_Task description_
All lines in the records below that hold "open" are to be shown.

Start of Source data

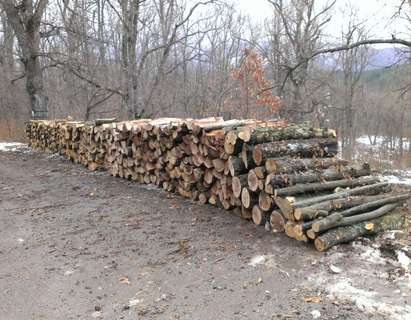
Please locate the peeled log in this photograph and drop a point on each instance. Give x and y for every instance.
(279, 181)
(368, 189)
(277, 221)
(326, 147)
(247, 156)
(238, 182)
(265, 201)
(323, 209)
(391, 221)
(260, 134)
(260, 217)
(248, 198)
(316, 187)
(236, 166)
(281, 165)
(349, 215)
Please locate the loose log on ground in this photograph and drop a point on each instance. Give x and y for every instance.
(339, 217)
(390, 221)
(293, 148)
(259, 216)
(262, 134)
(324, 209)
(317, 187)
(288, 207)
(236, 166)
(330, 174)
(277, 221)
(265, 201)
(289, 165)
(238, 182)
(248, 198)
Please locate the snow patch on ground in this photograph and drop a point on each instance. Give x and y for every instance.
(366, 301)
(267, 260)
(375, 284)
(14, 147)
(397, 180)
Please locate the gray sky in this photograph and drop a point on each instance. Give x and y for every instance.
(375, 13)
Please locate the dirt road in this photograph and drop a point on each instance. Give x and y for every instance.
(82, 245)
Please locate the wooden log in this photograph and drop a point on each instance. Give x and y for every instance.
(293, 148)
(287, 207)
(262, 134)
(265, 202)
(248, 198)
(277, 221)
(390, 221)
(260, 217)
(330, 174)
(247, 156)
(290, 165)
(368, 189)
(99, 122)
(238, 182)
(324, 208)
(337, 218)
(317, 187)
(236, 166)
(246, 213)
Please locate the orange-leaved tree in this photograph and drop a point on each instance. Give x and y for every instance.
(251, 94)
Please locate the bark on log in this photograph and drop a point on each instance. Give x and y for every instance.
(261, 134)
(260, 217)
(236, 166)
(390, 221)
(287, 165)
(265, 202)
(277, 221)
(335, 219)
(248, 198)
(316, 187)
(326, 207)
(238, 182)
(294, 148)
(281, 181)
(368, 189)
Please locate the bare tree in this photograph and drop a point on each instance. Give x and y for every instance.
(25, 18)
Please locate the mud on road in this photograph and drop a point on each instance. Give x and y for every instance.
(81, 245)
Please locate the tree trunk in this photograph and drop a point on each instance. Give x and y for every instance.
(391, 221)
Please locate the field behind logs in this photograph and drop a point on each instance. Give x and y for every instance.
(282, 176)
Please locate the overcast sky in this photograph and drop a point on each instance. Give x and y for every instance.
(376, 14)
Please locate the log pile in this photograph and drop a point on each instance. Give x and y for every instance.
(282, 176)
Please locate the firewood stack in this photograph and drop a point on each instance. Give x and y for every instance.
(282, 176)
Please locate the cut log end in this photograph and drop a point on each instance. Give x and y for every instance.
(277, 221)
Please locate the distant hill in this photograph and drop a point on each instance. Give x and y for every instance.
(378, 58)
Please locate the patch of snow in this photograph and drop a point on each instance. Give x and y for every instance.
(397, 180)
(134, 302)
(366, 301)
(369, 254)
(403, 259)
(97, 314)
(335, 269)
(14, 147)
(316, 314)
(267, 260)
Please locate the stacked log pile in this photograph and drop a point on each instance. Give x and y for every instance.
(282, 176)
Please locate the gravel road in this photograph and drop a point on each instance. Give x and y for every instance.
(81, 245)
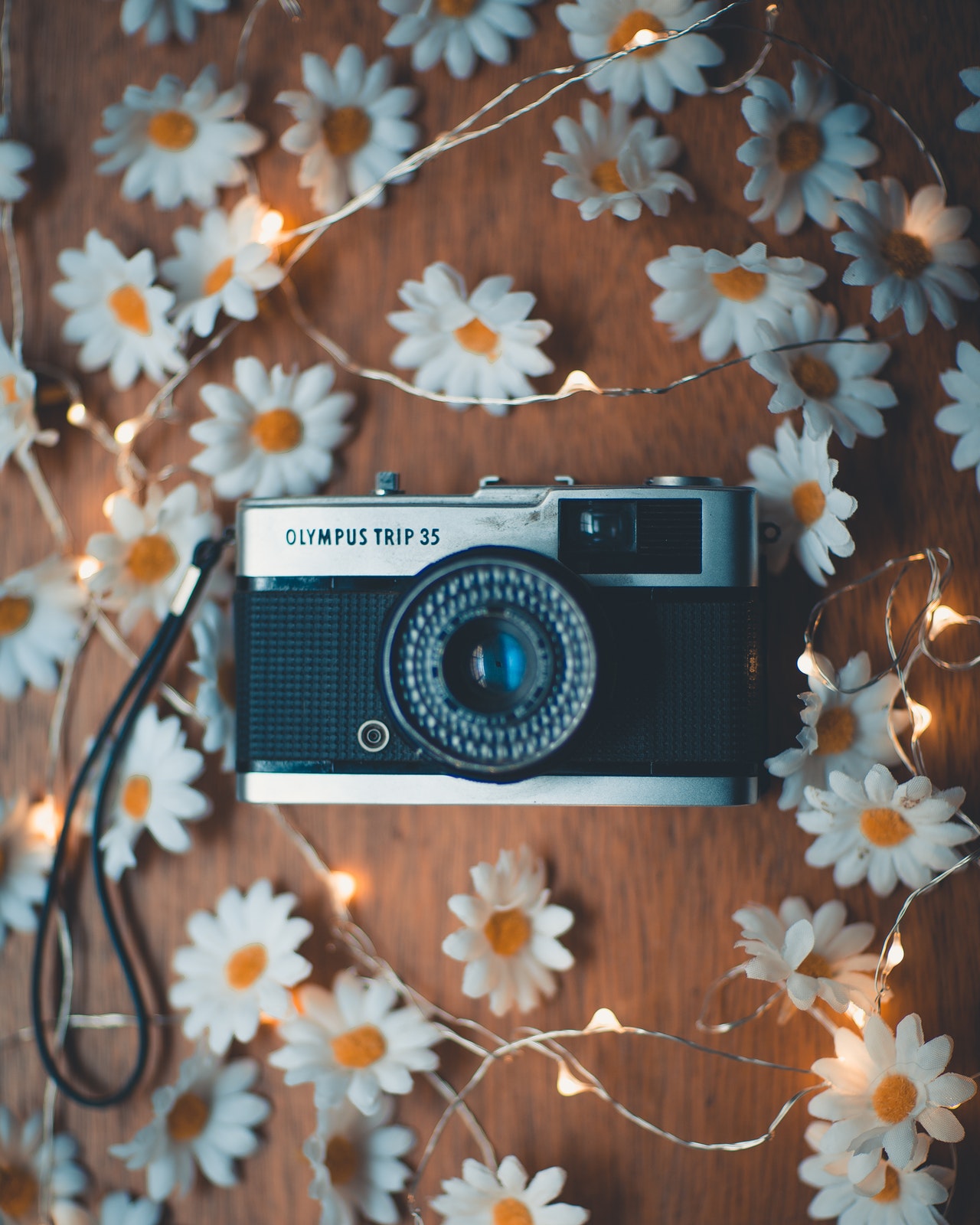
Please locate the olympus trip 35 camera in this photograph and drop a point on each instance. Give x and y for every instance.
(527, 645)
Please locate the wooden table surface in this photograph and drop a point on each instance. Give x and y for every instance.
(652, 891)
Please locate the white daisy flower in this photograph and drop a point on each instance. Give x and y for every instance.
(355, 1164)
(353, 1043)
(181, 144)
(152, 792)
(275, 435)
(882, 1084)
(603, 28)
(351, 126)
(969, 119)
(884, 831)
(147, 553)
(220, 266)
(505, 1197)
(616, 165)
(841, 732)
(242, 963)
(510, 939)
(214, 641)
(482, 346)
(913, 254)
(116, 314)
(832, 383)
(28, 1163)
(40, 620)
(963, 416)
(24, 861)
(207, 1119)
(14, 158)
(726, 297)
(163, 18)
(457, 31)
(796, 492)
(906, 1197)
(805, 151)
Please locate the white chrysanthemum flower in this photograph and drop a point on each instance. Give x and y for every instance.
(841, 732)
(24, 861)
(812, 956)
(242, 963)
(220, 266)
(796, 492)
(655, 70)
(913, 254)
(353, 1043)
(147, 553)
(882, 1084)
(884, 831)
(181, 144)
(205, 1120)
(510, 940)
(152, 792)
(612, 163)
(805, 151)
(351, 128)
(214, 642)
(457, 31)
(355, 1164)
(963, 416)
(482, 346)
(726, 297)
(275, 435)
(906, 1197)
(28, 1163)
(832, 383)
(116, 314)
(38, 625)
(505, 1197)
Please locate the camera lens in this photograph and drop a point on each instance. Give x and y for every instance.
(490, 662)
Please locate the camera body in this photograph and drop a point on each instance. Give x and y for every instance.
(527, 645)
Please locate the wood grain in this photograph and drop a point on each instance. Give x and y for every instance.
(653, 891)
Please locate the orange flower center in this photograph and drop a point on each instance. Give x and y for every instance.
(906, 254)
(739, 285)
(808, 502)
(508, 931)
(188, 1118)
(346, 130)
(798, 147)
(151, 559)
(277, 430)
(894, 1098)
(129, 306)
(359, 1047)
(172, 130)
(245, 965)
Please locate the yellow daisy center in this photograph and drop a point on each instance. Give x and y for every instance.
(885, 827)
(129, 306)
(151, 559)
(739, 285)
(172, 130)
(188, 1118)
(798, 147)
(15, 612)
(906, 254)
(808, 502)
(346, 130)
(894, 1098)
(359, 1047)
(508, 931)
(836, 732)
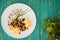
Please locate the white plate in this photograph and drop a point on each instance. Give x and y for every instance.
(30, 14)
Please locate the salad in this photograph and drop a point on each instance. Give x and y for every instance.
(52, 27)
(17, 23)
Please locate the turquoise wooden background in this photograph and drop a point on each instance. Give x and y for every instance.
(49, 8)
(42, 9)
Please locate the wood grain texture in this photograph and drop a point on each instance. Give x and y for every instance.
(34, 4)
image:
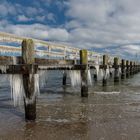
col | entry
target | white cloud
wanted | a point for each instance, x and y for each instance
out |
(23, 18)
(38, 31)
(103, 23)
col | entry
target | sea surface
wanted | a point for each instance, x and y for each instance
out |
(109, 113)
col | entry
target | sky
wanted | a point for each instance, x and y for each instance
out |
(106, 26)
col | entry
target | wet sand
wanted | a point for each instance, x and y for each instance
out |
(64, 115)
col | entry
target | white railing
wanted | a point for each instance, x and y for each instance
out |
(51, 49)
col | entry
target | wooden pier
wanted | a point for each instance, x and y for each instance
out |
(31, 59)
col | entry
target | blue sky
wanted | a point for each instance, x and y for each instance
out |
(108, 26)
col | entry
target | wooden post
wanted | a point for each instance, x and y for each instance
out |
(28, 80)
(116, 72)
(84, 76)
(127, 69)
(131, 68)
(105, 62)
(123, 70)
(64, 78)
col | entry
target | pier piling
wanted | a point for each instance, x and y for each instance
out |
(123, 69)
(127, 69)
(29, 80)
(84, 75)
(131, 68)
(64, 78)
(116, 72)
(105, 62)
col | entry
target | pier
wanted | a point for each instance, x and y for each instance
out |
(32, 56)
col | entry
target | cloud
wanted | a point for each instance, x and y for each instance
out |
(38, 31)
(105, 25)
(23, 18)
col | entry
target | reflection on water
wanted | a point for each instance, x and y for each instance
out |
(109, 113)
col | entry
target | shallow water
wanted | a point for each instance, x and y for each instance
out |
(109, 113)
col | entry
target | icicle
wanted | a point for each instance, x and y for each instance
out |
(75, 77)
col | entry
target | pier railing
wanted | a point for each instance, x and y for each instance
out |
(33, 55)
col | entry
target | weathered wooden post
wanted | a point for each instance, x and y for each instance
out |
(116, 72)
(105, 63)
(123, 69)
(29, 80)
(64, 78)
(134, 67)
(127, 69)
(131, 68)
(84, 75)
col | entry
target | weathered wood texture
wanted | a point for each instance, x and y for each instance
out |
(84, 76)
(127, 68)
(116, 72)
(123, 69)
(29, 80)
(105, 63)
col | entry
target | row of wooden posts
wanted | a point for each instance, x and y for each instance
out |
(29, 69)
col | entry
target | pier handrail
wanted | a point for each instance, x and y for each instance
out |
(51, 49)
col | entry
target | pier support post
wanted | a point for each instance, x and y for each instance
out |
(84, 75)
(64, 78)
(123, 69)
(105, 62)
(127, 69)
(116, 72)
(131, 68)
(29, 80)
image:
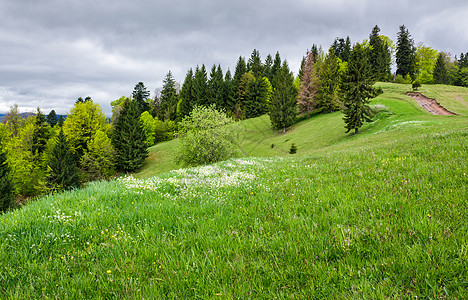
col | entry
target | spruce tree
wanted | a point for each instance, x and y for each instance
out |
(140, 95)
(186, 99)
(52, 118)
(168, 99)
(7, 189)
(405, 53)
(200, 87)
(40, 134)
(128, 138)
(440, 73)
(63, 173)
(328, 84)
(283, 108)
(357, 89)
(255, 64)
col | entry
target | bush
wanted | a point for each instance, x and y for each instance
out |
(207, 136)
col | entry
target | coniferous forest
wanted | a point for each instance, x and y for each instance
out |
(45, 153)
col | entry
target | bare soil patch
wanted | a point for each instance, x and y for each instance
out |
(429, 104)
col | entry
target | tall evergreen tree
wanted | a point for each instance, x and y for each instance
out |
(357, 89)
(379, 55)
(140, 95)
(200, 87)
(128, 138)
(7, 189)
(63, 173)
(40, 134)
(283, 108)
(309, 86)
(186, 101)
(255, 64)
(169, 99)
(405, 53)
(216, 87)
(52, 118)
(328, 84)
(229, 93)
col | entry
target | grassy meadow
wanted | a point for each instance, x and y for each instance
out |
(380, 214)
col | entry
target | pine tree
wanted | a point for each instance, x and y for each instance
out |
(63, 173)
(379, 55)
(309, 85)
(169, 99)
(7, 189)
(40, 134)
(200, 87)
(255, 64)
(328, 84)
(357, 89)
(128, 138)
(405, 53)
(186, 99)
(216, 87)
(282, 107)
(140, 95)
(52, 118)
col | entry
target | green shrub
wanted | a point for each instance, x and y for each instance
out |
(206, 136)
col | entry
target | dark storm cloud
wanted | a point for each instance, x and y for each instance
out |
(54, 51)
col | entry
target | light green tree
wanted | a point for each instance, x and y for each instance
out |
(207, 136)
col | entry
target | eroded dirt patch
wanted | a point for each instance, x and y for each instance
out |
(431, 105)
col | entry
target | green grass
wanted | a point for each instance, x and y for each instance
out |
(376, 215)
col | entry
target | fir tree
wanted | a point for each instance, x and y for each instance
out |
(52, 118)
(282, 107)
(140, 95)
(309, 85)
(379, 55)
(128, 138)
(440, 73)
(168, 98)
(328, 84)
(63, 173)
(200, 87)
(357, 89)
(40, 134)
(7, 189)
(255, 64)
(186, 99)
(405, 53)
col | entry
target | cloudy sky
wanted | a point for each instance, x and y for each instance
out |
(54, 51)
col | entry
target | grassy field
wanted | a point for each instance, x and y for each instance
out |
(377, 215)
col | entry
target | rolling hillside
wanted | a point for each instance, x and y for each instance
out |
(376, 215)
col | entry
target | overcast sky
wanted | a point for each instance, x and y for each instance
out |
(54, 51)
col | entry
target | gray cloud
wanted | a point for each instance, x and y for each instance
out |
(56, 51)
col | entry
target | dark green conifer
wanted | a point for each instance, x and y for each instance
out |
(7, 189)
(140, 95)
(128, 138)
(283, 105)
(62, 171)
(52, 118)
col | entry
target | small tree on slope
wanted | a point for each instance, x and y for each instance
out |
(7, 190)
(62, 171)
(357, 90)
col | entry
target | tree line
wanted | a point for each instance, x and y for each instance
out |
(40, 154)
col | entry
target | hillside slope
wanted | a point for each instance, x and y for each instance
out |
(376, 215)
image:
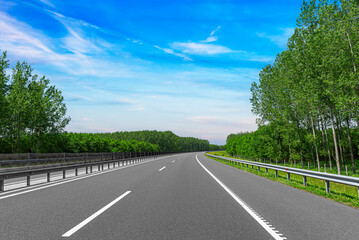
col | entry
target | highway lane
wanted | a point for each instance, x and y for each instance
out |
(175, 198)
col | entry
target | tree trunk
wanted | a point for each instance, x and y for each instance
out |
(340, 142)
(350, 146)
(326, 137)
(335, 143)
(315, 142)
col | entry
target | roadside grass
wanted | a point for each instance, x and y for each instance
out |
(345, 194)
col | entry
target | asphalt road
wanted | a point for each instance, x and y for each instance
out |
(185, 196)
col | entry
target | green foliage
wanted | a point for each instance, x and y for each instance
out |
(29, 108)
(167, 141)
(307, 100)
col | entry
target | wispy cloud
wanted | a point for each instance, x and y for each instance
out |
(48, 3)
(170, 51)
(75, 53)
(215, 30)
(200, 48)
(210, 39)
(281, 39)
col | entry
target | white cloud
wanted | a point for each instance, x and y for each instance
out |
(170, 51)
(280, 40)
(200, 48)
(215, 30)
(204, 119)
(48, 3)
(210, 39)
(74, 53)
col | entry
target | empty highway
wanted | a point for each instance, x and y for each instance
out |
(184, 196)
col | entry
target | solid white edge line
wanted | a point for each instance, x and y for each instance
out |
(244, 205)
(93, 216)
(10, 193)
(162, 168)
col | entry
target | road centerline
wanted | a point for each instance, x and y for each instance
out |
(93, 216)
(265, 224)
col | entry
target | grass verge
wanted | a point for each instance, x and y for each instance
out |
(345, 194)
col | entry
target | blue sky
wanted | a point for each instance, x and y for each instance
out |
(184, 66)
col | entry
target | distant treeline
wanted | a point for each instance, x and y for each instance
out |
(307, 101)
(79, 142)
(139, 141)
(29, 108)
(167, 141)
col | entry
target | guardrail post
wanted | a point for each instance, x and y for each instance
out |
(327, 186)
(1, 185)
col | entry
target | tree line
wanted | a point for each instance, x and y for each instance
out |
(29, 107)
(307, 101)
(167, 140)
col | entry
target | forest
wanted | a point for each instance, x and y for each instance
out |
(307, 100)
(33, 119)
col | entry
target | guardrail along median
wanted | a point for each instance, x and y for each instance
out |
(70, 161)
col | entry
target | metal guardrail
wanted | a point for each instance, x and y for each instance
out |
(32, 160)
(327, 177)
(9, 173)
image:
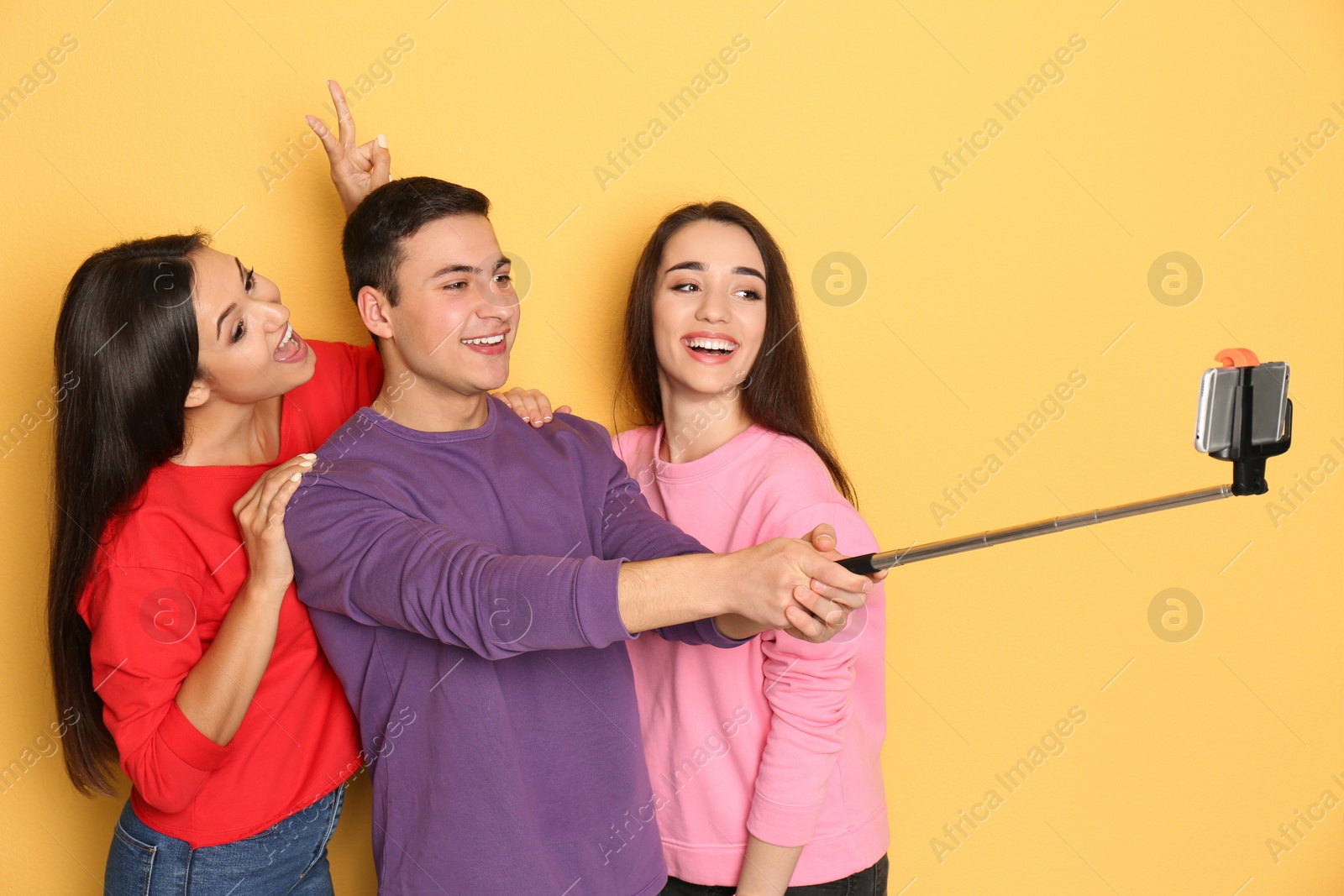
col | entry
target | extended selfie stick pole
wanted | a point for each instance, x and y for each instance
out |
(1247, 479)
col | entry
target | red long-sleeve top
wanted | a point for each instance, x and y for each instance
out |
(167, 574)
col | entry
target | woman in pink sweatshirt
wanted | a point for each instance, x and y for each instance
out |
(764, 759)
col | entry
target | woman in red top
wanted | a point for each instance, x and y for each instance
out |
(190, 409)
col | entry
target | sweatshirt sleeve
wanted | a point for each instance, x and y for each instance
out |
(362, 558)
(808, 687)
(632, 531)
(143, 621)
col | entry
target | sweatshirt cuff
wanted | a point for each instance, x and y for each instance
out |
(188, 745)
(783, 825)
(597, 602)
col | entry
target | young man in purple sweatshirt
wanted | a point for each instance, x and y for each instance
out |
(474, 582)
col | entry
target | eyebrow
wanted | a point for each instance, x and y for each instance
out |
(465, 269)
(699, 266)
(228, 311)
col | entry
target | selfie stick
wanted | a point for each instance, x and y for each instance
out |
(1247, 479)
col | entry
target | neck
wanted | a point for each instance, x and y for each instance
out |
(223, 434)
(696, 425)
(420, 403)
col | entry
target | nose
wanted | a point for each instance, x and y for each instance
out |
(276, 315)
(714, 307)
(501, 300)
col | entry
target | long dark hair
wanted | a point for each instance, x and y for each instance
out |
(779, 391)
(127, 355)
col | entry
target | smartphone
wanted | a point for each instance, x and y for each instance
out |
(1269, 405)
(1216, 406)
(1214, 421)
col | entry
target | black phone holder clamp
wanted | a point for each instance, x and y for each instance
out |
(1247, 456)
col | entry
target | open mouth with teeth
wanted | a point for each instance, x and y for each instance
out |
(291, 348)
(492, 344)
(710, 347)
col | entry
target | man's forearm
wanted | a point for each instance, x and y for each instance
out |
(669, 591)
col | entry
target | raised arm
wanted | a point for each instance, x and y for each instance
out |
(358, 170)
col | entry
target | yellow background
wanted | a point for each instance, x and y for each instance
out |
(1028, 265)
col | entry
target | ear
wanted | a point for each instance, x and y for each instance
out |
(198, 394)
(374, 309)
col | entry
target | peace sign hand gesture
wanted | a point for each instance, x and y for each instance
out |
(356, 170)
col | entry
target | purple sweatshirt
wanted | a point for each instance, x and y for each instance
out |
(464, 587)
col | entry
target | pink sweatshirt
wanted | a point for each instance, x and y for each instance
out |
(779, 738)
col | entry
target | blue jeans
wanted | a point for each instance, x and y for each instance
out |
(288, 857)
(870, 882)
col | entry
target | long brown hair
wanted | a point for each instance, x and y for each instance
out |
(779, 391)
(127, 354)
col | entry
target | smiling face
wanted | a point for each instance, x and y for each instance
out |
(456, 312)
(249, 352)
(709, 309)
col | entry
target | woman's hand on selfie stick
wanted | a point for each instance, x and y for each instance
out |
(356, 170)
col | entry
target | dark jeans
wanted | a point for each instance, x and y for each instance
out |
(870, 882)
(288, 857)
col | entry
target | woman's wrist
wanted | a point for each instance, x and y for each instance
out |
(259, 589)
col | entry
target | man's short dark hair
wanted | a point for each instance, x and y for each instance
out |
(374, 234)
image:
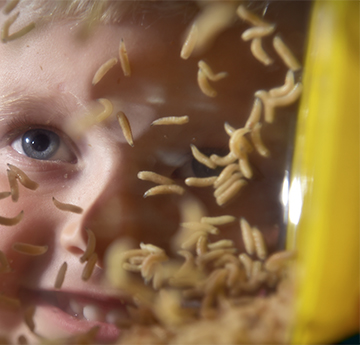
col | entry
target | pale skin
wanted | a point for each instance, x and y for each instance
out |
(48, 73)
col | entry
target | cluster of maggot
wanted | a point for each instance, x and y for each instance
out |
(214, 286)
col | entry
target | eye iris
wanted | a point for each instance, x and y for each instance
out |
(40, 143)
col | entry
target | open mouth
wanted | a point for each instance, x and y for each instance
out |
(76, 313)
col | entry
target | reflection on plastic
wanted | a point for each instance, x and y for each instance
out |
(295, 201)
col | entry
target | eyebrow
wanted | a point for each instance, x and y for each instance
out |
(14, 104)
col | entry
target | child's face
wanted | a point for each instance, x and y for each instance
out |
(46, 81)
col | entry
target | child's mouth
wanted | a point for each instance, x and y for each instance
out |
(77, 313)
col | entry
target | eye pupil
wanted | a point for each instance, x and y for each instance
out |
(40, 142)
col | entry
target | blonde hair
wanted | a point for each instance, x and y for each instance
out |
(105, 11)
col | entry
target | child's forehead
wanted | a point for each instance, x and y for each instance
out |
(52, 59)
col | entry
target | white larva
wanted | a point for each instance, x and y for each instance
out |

End of Source data

_Finished exercise_
target | open mouth with teeth
target | open mouth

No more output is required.